Такие имитационные игры широко распространены среди многих млекопитающих: они включают шутливые схватки, шутливые боевые кличи, шутливые призывы о помощи, а также шутливые приказы, имитирующие некоторых взрослых. (Это может приводить к наделению их именами, возможно — именами, имеющими цель быть описательными.)

Разыгрывание ролей может сопровождаться нечленораздельными звуками и болтовней и это может создать потребность в чем-то вроде описательного или объяснительного комментария. Таким путем может развиться потребность в рассказывании историй в ситуациях, в которых дескриптивный характер историй ясен с самого начала. И таким образом человеческий язык мог быть впервые изобретен детьми, играющими или разыгрывающими роли, быть может как тайный групповой язык (дети до сих пор иногда изобретают такие языки). Его затем могли перенять у них матери (как изобретения детенышей японских обезьян, см. ранее) и лишь позднее, с изменениями, взрослые самцы. (Есть еще языки, в которых сохранились грамматические формы, указывающие на пол говорящего.) А из рассказывания историй — или как часть его — и из описаний положений дел могли развиться объяснительный рассказ-миф, а затем и сформулированная на языке объяснительная теория.

Потребность в описательном рассказе, а может быть и в пророчестве, с ее громадной биологической значимостью, могла со временем закрепиться генетически. Огромное преимущество, особенно в военном деле, обеспечиваемое наличием дескриптивного языка, создает новое селективное давление, и это, возможно, объясняет удивительно быстрый рост человеческого мозга.

Жаль, что это умозрительное предположение вряд ли сможет когда-либо стать проверяемым. (Даже если бы нам удалось побудить детенышей японских обезьян проделать все, о чем я сейчас говорил, это нельзя было бы считать его проверкой.) Однако и без этого у него есть то преимущество, что оно рассказывает нам объяснительную историю о том, как могли обстоять дела — как мог возникнуть гибкий и описательный человеческий язык — дескриптивный язык, с самого начала открытый, способный к почти бесконечному развитию, стимулирующий воображение и ведущий к волшебным сказкам, к мифам, к объяснительным теориям и в конечном счете к "культуре".

**********

Что сделать >>
**A.** Кем, согласно тексту о происхождении языка, человеческий язык мог быть впервые изобретен?
**B.** Перепишите из текста о происхождении языка отрывок, начиная с фрагмента, где есть слова «Потребность в описательном», и заканчивая словами «рост человеческого мозга.».

Предоставленные записи >>
**********

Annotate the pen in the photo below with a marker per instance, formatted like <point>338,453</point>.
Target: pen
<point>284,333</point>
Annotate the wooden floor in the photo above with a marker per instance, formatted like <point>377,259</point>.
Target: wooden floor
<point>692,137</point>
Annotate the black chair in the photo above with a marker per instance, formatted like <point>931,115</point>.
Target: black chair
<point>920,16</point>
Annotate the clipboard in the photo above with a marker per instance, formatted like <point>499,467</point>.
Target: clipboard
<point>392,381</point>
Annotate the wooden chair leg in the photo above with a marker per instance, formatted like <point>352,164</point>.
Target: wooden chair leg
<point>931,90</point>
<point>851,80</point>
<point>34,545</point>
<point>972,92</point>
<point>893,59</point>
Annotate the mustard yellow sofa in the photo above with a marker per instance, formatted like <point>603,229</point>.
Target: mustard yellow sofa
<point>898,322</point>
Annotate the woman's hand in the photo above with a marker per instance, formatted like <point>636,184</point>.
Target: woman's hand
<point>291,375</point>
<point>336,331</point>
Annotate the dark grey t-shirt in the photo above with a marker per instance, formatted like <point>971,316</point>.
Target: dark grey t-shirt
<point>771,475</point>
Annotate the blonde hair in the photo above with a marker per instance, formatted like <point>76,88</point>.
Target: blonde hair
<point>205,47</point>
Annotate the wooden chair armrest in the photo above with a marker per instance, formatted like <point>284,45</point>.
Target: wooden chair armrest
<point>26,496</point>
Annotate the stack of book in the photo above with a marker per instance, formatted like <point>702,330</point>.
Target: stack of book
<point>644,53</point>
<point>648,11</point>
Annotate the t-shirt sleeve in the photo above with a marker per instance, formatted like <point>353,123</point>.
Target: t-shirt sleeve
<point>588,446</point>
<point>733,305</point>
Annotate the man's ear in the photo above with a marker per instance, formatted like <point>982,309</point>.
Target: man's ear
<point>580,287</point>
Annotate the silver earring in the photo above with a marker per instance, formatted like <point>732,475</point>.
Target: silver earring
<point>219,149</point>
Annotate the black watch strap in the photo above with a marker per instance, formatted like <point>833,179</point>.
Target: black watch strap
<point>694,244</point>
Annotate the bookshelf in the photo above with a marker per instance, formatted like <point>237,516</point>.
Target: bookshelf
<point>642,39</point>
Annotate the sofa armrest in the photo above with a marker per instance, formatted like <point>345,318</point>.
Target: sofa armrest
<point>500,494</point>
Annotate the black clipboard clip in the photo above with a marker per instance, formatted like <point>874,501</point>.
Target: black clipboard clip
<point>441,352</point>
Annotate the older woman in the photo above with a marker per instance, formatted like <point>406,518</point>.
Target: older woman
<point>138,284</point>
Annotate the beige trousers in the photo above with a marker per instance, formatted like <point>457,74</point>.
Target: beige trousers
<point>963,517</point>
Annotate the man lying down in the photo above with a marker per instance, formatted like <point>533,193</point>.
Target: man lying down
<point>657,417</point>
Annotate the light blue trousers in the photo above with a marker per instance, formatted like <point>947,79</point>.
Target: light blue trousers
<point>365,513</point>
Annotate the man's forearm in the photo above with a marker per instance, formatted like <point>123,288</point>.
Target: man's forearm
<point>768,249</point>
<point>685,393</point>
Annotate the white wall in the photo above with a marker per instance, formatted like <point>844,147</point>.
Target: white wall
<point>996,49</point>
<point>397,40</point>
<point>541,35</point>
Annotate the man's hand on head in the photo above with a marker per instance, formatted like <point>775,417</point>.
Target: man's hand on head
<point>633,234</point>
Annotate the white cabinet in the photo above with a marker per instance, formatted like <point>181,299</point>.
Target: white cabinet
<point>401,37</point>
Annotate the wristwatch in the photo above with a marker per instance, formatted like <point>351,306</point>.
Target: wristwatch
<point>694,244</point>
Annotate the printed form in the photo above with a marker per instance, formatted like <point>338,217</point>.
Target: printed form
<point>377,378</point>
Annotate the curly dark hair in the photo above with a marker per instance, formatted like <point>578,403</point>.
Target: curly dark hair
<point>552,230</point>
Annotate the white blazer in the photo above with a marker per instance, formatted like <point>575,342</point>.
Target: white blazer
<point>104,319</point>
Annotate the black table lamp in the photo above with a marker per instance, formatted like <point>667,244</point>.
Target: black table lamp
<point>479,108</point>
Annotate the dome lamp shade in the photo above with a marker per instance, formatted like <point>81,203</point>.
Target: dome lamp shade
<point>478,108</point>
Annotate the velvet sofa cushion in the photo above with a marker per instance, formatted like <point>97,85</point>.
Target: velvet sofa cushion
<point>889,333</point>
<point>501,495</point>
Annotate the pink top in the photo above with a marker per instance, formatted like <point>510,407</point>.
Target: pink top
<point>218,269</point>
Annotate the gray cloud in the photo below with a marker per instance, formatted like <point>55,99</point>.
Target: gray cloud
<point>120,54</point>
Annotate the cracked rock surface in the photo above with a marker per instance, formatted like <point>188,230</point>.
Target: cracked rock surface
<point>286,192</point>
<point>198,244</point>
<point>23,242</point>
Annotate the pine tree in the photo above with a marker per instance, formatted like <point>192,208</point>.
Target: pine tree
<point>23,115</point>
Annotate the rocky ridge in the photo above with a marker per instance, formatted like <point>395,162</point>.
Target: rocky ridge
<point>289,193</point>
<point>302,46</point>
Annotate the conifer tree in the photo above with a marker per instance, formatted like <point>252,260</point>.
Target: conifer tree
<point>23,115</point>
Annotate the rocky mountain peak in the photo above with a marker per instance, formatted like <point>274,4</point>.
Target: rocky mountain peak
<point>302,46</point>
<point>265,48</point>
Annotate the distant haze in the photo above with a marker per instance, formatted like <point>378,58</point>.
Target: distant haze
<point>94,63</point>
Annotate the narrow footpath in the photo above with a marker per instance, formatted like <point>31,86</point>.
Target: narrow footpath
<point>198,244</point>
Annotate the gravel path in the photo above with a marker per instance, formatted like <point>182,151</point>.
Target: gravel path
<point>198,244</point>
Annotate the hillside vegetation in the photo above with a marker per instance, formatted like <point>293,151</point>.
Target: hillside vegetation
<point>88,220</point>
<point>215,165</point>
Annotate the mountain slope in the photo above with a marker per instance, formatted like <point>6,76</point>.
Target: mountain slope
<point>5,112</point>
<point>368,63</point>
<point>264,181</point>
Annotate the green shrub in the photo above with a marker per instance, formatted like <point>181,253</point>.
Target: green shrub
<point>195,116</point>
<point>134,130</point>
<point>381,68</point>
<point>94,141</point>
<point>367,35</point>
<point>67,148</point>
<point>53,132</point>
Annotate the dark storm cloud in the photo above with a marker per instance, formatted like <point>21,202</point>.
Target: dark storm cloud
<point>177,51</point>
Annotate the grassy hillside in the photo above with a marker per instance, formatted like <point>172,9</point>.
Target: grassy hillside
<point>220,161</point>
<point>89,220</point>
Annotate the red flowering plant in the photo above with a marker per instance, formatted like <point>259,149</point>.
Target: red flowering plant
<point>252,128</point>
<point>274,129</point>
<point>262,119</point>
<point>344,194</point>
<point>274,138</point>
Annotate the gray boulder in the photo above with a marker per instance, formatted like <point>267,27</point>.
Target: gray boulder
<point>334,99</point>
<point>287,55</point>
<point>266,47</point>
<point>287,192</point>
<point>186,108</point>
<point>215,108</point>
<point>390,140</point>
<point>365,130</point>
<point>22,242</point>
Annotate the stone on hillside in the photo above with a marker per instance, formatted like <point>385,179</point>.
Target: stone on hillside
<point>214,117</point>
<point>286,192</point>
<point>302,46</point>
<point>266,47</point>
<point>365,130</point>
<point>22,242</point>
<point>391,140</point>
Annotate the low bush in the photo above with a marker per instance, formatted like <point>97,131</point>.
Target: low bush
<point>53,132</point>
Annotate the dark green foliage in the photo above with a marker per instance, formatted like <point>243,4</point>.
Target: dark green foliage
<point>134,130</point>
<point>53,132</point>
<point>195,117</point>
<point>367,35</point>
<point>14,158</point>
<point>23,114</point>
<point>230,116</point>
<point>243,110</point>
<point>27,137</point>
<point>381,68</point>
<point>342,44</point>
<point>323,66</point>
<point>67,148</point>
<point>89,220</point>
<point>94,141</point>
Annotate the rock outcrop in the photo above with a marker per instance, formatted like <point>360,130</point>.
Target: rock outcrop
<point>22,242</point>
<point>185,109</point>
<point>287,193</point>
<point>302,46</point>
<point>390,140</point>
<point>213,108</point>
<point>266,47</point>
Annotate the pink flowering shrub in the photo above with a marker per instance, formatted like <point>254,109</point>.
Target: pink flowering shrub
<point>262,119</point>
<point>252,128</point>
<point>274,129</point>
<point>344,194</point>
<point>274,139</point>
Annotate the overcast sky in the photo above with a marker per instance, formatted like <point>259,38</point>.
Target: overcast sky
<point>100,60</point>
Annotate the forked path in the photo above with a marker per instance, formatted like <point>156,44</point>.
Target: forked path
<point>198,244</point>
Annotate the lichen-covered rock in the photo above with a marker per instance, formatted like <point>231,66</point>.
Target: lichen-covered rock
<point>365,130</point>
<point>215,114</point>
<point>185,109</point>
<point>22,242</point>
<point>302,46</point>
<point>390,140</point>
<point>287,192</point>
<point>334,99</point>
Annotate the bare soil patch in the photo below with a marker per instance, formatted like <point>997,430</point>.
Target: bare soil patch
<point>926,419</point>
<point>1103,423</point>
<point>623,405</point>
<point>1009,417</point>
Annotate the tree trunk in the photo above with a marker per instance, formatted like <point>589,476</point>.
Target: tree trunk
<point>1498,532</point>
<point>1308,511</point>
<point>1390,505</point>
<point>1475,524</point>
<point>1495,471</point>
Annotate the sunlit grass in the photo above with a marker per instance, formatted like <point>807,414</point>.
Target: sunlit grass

**********

Ответы >>
**A.** Детьми, играющими или разыгрывающими роли.

**B.**
Потребность в описательном рассказе, а может быть и в пророчестве, с ее громадной биологической значимостью, могла со временем закрепиться генетически. Огромное преимущество, особенно в военном деле, обеспечиваемое наличием дескриптивного языка, создает новое селективное давление, и это, возможно, объясняет удивительно быстрый рост человеческого мозга.